----- Texto exibido -----

“Viveeer, e não ter a vergonha de ser feliiiz.” Caio estava cansado de saber que, sempre que pode, Maria Bethânia termina seu show com a mesma música, escrita por Gonzaguinha. Ele já foi ver Bethânia mais de 20 vezes nos últimos 30 anos. Acontece que Caio tem pavor da letra “eu fico com a pureza da resposta das crianças: é bonita, é bonita e é bonita”. E Caio arrepia só de pensar que, no fim do show, as pessoas vão levantar das mesas com o dedo pra cima e rodar enquanto cantam: “Eu sei que a vida devia ser bem melhor. E será!”.

----- Itens armazenados -----

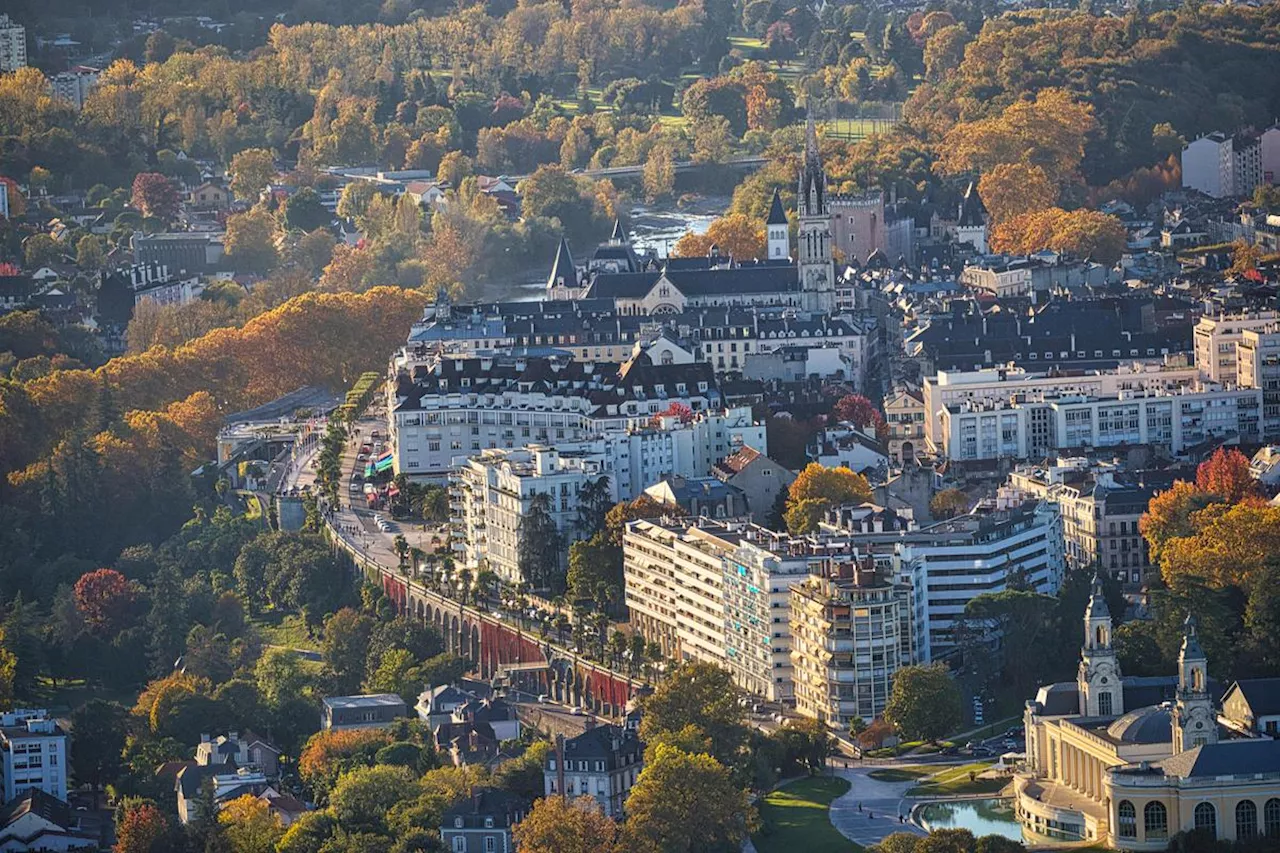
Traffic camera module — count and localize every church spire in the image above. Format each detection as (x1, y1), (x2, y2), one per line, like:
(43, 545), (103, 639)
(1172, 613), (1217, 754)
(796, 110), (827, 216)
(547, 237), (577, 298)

-----
----- Itens armazenados -----

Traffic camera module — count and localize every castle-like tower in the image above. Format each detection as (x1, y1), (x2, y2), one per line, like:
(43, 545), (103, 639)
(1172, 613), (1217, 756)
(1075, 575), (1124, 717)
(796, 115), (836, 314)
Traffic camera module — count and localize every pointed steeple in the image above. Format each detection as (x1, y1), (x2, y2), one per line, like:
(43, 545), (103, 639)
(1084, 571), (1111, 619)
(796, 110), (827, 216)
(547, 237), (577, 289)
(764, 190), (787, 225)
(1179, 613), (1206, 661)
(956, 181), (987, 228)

-----
----- Itens armazenados -----

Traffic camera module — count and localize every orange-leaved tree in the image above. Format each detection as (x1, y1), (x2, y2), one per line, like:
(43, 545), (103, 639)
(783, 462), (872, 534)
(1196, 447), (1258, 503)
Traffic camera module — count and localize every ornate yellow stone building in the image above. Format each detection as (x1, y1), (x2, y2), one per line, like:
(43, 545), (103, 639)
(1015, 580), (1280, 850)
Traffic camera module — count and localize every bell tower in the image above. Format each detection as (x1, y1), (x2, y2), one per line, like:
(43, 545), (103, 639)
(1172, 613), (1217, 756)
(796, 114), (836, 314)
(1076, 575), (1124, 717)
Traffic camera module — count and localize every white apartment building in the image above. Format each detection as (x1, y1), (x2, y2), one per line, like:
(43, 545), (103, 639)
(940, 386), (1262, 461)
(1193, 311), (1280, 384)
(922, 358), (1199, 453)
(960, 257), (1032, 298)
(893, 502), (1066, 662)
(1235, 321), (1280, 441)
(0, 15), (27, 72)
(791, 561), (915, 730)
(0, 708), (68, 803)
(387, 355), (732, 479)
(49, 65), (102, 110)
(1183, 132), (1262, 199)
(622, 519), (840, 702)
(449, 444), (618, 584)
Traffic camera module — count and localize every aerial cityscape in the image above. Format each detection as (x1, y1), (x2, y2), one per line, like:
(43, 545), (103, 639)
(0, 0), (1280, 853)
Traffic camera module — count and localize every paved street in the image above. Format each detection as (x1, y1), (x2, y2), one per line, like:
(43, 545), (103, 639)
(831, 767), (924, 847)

-----

Tarefas a fazer –
**a.** Segundo o texto sobre Caio e Maria Bethânia, quantas vezes Caio já foi ver a cantora nos últimos 30 anos?
**b.** Dê sequência ao texto sobre Caio e Maria Bethânia a partir da última frase.
Os itens são um material à parte, sem ligação com o texto.

Resultados finais –
**a.** Mais de 20 vezes.

**b.**
“Acho tenebroso. Uma cena triste mesmo. Uma coisa meio tiozão com bafo de uísque brincando de karaokê. Terrível”, diz ele, para depois apontar o mesmo dedo para si: “Eu tô com 52 anos, então talvez seja o medo de eu ser um tiozão. Talvez eu esteja me vendo em quem sai rodando e cantando, daí me dói.” E Caio vivia bem com seu constrangimento agudo. Sempre que notava o fim do show se aproximando, saía da plateia e ia para rua, onde acenava para o primeiro táxi que aparecesse antes de ele ser atingido pelos primeiros acordes da música de encerramento. “E assim eu ainda evito o trânsito que é a saída do show, é ótimo.”
Mas, num show recente de Bethânia, alguma coisa deu errado. Caio estava com um amigo que bebeu demais e se recusava a ir embora. Acontece que esse amigo tinha ido de carro, e Caio não ousaria ir embora e deixar o bebum sozinho para dirigir até em casa. Então, cruzou os braços, fechou a cara e se preparou para o baque da cena que mais temia. “Eu sabia que ia azedar meu show todo. Mas fazer o quê, né?”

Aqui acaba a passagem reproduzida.